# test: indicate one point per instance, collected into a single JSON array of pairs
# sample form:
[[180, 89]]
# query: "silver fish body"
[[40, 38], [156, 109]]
※
Job: Repeat all of the records above exactly as they appear.

Solution:
# test: indicate one point per instance, collected into a single JSON array of pairs
# sample form:
[[180, 89]]
# query: "silver fish body"
[[40, 38], [156, 109]]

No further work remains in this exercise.